* [Task item]: When you return the entries, keep every word and mark exactly as it is.

* [Material for this exercise]:
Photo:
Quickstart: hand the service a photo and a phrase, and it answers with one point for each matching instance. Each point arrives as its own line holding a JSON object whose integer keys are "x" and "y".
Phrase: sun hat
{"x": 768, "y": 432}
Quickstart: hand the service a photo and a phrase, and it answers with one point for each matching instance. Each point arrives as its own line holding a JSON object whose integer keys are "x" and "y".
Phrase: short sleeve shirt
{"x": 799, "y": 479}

* [Solution for this exercise]:
Photo:
Quickstart: hand the service a photo and a phrase, and it answers with one point for each matching instance. Each point arrives as its own line holding a JSON object whose integer keys are "x" and "y".
Phrase: sun hat
{"x": 768, "y": 432}
Quickstart: hand the service a photo and a phrase, and it answers with one point for each matching instance. Each point arrives as its own line holding a JSON object whose integer keys are "x" and "y".
Phrase: short sleeve shirt
{"x": 799, "y": 479}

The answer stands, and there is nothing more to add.